╭─ SELECTED PASSAGE

April 26, 2011
First Busey Announces 2011 First Quarter Results
Champaign, IL – (Nasdaq: BUSE)
Message from our President & CEO
First Busey Corporation’s net income was $9.1 million and net income available to common stockholders was $7.3 million, or $0.09 per fully-diluted common share, for the first quarter of 2011. In comparison, the company reported net income for the first quarter of 2010 of $4.2 million and net income available to common stockholders of $2.9 million, or $0.04 per fully-diluted common share.
Our priorities remain balance sheet strength, profitability and growth – in that order. We expect to continue to see gradual improvement in non-performing loans and profitability while maintaining high capital ratios.

╰─
╭─ DATA ENTRIES

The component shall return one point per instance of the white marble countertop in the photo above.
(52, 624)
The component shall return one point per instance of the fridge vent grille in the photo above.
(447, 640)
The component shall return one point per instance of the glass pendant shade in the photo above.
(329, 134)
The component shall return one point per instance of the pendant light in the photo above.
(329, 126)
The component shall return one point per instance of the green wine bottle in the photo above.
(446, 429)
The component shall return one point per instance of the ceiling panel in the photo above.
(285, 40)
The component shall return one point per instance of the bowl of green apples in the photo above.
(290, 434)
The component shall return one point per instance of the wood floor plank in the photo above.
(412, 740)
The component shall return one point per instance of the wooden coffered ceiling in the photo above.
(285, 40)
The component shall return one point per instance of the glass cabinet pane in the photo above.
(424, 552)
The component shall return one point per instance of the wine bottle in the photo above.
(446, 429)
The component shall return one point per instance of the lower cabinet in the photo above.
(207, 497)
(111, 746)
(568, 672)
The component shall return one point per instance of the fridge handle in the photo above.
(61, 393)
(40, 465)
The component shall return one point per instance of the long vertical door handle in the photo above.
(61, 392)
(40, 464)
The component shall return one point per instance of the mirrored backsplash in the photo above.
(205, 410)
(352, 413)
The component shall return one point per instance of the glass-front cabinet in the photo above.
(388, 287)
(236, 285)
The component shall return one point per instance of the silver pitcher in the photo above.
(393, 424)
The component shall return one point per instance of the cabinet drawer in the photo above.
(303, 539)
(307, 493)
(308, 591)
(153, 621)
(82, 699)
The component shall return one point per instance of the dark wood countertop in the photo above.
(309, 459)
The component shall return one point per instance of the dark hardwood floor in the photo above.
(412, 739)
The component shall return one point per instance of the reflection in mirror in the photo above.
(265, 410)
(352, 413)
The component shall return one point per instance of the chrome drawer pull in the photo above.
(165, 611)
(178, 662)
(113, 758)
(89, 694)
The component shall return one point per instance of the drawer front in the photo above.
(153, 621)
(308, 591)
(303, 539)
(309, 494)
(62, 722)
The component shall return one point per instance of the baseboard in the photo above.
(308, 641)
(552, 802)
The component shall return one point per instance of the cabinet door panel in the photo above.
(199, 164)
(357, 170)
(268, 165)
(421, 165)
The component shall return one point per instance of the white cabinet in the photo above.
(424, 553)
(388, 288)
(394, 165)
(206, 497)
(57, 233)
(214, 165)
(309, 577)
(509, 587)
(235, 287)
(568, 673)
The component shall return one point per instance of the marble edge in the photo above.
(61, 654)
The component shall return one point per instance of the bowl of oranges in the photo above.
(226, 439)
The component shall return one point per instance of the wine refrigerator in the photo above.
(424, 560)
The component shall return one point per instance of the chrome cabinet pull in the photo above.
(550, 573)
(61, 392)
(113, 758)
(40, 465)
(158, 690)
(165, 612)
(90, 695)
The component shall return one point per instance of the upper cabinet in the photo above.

╰─
╭─ DATA ENTRIES

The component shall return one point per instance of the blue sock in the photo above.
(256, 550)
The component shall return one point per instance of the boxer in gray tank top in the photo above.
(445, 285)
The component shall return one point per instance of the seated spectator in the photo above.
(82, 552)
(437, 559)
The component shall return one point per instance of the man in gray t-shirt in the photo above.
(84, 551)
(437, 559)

╰─
╭─ DATA ENTRIES

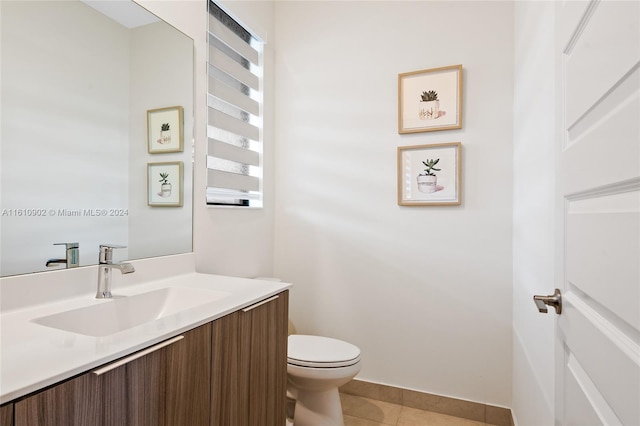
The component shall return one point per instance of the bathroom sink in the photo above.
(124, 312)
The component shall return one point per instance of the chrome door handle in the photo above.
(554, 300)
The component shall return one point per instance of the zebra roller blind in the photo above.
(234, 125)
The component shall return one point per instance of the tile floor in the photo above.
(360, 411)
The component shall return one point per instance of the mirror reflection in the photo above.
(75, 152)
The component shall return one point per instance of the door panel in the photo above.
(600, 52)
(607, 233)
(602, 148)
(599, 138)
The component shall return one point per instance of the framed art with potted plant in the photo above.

╰─

▸ TASK DESCRIPTION: Quote the First Busey first-quarter results announcement in full, word for word. The items are not needed here.

▸ THE ANSWER:
April 26, 2011
First Busey Announces 2011 First Quarter Results
Champaign, IL – (Nasdaq: BUSE)
Message from our President & CEO
First Busey Corporation’s net income was $9.1 million and net income available to common stockholders was $7.3 million, or $0.09 per fully-diluted common share, for the first quarter of 2011. In comparison, the company reported net income for the first quarter of 2010 of $4.2 million and net income available to common stockholders of $2.9 million, or $0.04 per fully-diluted common share.
Our priorities remain balance sheet strength, profitability and growth – in that order. We expect to continue to see gradual improvement in non-performing loans and profitability while maintaining high capital ratios.